REQUIRED ACTION
Restate the full listing word for word; images stay out of it.

PROVIDED DATA
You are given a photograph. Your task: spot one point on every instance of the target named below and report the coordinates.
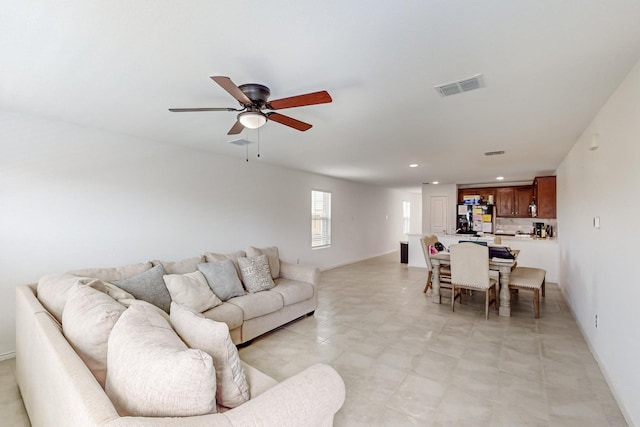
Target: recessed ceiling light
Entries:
(494, 153)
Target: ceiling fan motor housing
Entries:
(257, 93)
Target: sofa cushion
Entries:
(293, 291)
(114, 273)
(191, 290)
(152, 373)
(228, 313)
(272, 255)
(258, 304)
(53, 291)
(213, 257)
(223, 279)
(255, 273)
(113, 291)
(188, 265)
(148, 286)
(87, 320)
(213, 337)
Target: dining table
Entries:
(502, 266)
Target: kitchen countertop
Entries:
(511, 237)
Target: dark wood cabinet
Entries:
(513, 202)
(482, 192)
(510, 202)
(544, 190)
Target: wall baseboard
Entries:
(358, 260)
(602, 367)
(9, 355)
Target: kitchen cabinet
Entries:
(513, 202)
(544, 190)
(482, 192)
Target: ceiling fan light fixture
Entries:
(252, 119)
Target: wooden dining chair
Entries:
(470, 270)
(445, 272)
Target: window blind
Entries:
(320, 219)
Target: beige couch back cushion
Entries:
(152, 373)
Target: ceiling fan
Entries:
(253, 99)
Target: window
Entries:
(320, 219)
(406, 217)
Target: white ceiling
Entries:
(548, 66)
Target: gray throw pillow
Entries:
(148, 286)
(256, 275)
(222, 278)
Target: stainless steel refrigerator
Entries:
(475, 218)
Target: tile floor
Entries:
(408, 362)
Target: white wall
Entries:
(73, 197)
(599, 274)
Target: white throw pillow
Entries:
(222, 278)
(87, 320)
(152, 373)
(213, 337)
(53, 291)
(213, 257)
(188, 265)
(191, 290)
(256, 275)
(272, 255)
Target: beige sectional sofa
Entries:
(60, 386)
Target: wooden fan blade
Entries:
(321, 97)
(229, 86)
(188, 110)
(288, 121)
(236, 129)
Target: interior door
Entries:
(438, 216)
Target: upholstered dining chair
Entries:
(470, 270)
(445, 272)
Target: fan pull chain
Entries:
(258, 143)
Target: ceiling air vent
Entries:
(463, 85)
(240, 142)
(494, 153)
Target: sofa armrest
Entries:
(310, 398)
(299, 272)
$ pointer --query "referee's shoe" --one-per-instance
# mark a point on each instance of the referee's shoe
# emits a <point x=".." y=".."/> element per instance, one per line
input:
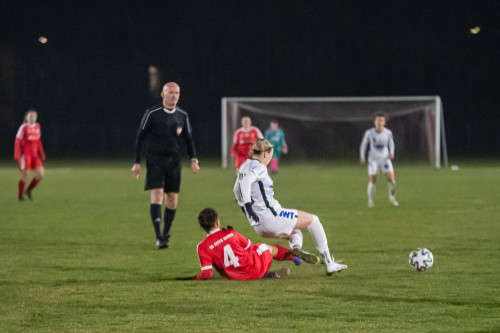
<point x="161" y="242"/>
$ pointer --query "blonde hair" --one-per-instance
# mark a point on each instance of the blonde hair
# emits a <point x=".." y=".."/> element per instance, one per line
<point x="25" y="121"/>
<point x="260" y="146"/>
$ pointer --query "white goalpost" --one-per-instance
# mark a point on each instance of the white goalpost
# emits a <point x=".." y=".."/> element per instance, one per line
<point x="332" y="127"/>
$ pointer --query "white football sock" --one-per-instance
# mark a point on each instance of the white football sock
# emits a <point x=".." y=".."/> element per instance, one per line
<point x="319" y="237"/>
<point x="371" y="191"/>
<point x="392" y="189"/>
<point x="295" y="239"/>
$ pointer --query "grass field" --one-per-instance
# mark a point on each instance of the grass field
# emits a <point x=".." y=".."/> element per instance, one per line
<point x="81" y="256"/>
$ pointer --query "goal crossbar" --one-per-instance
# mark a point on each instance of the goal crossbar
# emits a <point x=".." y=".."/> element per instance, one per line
<point x="347" y="109"/>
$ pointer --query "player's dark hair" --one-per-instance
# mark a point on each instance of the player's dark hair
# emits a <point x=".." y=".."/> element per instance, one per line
<point x="260" y="146"/>
<point x="207" y="219"/>
<point x="380" y="114"/>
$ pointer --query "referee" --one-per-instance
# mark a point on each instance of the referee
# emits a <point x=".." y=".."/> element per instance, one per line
<point x="164" y="125"/>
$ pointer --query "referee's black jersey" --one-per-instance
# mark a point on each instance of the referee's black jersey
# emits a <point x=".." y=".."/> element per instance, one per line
<point x="164" y="130"/>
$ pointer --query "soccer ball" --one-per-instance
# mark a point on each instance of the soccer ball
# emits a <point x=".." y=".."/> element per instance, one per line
<point x="421" y="259"/>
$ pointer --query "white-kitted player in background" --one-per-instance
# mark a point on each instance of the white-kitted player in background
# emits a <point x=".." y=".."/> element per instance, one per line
<point x="255" y="194"/>
<point x="379" y="157"/>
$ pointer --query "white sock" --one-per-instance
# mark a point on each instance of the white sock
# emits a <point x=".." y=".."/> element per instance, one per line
<point x="319" y="237"/>
<point x="371" y="191"/>
<point x="392" y="189"/>
<point x="295" y="239"/>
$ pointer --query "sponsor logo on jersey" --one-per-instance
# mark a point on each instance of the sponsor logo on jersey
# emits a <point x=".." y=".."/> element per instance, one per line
<point x="288" y="215"/>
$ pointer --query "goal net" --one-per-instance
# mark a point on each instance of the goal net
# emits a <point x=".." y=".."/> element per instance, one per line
<point x="331" y="128"/>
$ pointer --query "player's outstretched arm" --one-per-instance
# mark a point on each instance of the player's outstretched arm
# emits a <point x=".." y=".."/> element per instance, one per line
<point x="136" y="169"/>
<point x="195" y="167"/>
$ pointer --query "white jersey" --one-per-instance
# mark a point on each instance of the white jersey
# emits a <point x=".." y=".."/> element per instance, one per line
<point x="381" y="144"/>
<point x="253" y="184"/>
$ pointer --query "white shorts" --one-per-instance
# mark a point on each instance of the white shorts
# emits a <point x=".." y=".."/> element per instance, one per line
<point x="375" y="165"/>
<point x="279" y="226"/>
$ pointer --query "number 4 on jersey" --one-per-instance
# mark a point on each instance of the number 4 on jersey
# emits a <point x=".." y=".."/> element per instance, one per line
<point x="229" y="257"/>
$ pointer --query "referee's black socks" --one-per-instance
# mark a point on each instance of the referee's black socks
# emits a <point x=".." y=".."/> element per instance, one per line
<point x="155" y="212"/>
<point x="168" y="219"/>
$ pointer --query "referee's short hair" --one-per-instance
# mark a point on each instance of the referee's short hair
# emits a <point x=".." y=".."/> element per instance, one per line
<point x="380" y="114"/>
<point x="207" y="218"/>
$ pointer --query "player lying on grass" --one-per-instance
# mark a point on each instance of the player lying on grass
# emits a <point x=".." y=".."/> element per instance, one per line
<point x="234" y="256"/>
<point x="255" y="194"/>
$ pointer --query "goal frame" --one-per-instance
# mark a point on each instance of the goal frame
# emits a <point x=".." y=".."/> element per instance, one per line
<point x="439" y="130"/>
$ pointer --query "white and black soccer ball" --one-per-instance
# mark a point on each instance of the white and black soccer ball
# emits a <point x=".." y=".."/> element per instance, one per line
<point x="421" y="259"/>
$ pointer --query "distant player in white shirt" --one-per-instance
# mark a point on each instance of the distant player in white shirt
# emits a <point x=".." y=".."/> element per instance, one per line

FINISHED EXERCISE
You are given a photograph. Your task: spot one point on every instance of the target named below and report the coordinates.
Target: recessed ceiling light
Entries:
(494, 153)
Target: ceiling fan motor housing
Entries:
(257, 93)
Target: sofa cushion
Entries:
(293, 291)
(114, 273)
(191, 290)
(152, 373)
(228, 313)
(272, 255)
(258, 304)
(53, 291)
(213, 257)
(223, 279)
(255, 273)
(113, 291)
(188, 265)
(148, 286)
(87, 320)
(213, 337)
Target: dining table
Entries:
(502, 266)
Target: kitchen countertop
Entries:
(511, 237)
Target: dark wood cabinet
Entries:
(513, 202)
(482, 192)
(510, 202)
(544, 190)
Target: wall baseboard
Entries:
(358, 260)
(602, 367)
(9, 355)
Target: kitchen cabinet
Entries:
(513, 202)
(544, 190)
(482, 192)
Target: ceiling fan light fixture
Entries:
(252, 119)
Target: wooden dining chair
Entries:
(470, 270)
(445, 272)
Target: window blind
Entries:
(320, 219)
Target: beige couch back cushion
Entries:
(152, 373)
Target: ceiling fan
Entries:
(253, 99)
Target: window
Entries:
(320, 219)
(406, 217)
Target: white ceiling
Entries:
(548, 66)
Target: gray throw pillow
Entries:
(148, 286)
(256, 275)
(222, 278)
Target: stainless steel refrigerator
Entries:
(475, 218)
Target: tile floor
Entries:
(408, 362)
Target: white wall
Entries:
(73, 197)
(599, 274)
Target: white throw pillow
Entries:
(222, 278)
(87, 320)
(152, 373)
(213, 337)
(53, 291)
(213, 257)
(188, 265)
(191, 290)
(256, 275)
(272, 255)
Target: beige sectional sofa
Entries:
(60, 386)
Target: wooden fan blade
Entries:
(321, 97)
(229, 86)
(188, 110)
(288, 121)
(236, 129)
Target: interior door
Entries:
(438, 216)
Target: upholstered dining chair
Entries:
(470, 270)
(445, 272)
Target: fan pull chain
Entries:
(258, 143)
Target: ceiling air vent
Entries:
(463, 85)
(240, 142)
(494, 153)
Target: sofa armrest
Entries:
(310, 398)
(299, 272)
$ pointer --query "referee's shoe" --one-per-instance
# mark a point on each instance of the referee's shoe
# emits a <point x=".." y=".."/> element per instance, one per line
input:
<point x="161" y="242"/>
$ pointer --query "blonde hair" --one-per-instance
# mark a point on each instance of the blonde hair
# emits a <point x=".." y=".."/> element per instance, one per line
<point x="25" y="121"/>
<point x="260" y="146"/>
$ pointer --query "white goalpost" --one-per-instance
# mark a point on each instance of the white goalpost
# emits a <point x=".." y=".."/> element per instance, one per line
<point x="332" y="127"/>
$ pointer --query "white football sock" --one-per-instance
# mark a point on each instance of the white football sock
# emits a <point x=".." y=".."/> element per instance, one per line
<point x="319" y="237"/>
<point x="371" y="191"/>
<point x="392" y="189"/>
<point x="295" y="239"/>
$ pointer --query "grass field" --one-per-instance
# mark a point on each instance of the grass field
# emits a <point x=".." y=".."/> element per instance, one per line
<point x="81" y="256"/>
$ pointer --query "goal crossbar" --one-per-instance
# mark a point on each instance of the goal crossbar
# emits a <point x=".." y=".."/> element per instance, one per line
<point x="347" y="109"/>
$ pointer --query "player's dark hair" --one-per-instance
# mark a point on each instance of the player's dark hair
# emits a <point x=".." y=".."/> element per instance, one per line
<point x="260" y="146"/>
<point x="207" y="219"/>
<point x="380" y="114"/>
$ pointer --query "referee" --one-per-instance
# mark a point on each instance of the referee
# emits a <point x=".." y=".."/> element per instance, one per line
<point x="164" y="125"/>
$ pointer --query "referee's black jersey" --one-per-instance
# mark a point on each instance of the referee's black jersey
# emits a <point x=".." y=".."/> element per instance, one per line
<point x="164" y="130"/>
$ pointer --query "soccer ball" --one-per-instance
# mark a point on each instance of the soccer ball
# emits a <point x=".." y=".."/> element per instance, one per line
<point x="421" y="259"/>
$ pointer --query "white-kitted player in background" --one-per-instance
# mark a point on each instance of the white-kitted player in background
# emits a <point x=".." y=".."/> element per instance, one per line
<point x="255" y="194"/>
<point x="379" y="157"/>
$ pointer --query "white sock" --one-per-instance
# mark a point on each instance of the white sock
# emits a <point x=".." y=".."/> element per instance, one per line
<point x="319" y="237"/>
<point x="371" y="191"/>
<point x="392" y="189"/>
<point x="295" y="239"/>
$ pointer --query "sponsor logo on jersey" --one-per-instance
# mark a point on each instance of the sponsor logo on jersey
# emits a <point x=".." y=".."/> element per instance, one per line
<point x="288" y="215"/>
$ pointer --query "goal net" --one-per-instance
# mark a point on each instance of the goal net
# emits a <point x=".." y=".."/> element per instance, one per line
<point x="331" y="128"/>
$ pointer --query "player's outstretched arm" --one-per-instance
# mark a point on each instance of the player's outstretched arm
# emits a <point x=".." y=".."/> element per instance, one per line
<point x="136" y="169"/>
<point x="195" y="167"/>
$ pointer --query "white jersey" --one-per-instance
# mark a point on each instance of the white jersey
# emits a <point x=".." y=".."/> element per instance, one per line
<point x="381" y="144"/>
<point x="253" y="184"/>
$ pointer --query "white shorts" --one-per-instance
# mark a point on each instance of the white shorts
# emits a <point x=".." y=".."/> element per instance, one per line
<point x="375" y="165"/>
<point x="279" y="226"/>
$ pointer --query "number 4 on jersey" --one-per-instance
# mark a point on each instance of the number 4 on jersey
# emits a <point x=".." y=".."/> element per instance, one per line
<point x="229" y="257"/>
$ pointer --query "referee's black socks" --one-per-instance
# mark a point on each instance of the referee's black socks
# emits a <point x=".." y=".."/> element per instance, one per line
<point x="155" y="212"/>
<point x="168" y="219"/>
$ pointer --query "referee's short hair" --one-per-instance
# mark a point on each instance of the referee's short hair
# emits a <point x=".." y=".."/> element per instance, one per line
<point x="380" y="114"/>
<point x="207" y="218"/>
$ pointer --query "player lying on grass" --one-per-instance
# mark a point on each instance of the player lying on grass
# emits a <point x=".." y=".."/> element per instance, one per line
<point x="234" y="256"/>
<point x="255" y="194"/>
$ pointer --query "goal frame" --one-per-instance
# mark a point on each instance of the goal frame
# emits a <point x=".." y=".."/> element per instance, one per line
<point x="439" y="130"/>
$ pointer --query "white and black soccer ball" --one-per-instance
# mark a point on each instance of the white and black soccer ball
# emits a <point x=".." y=".."/> element per instance, one per line
<point x="421" y="259"/>
$ pointer --query "distant player in white shirt" --one-per-instance
# mark a point on each instance of the distant player in white shirt
# emits a <point x=".." y=".."/> element per instance, one per line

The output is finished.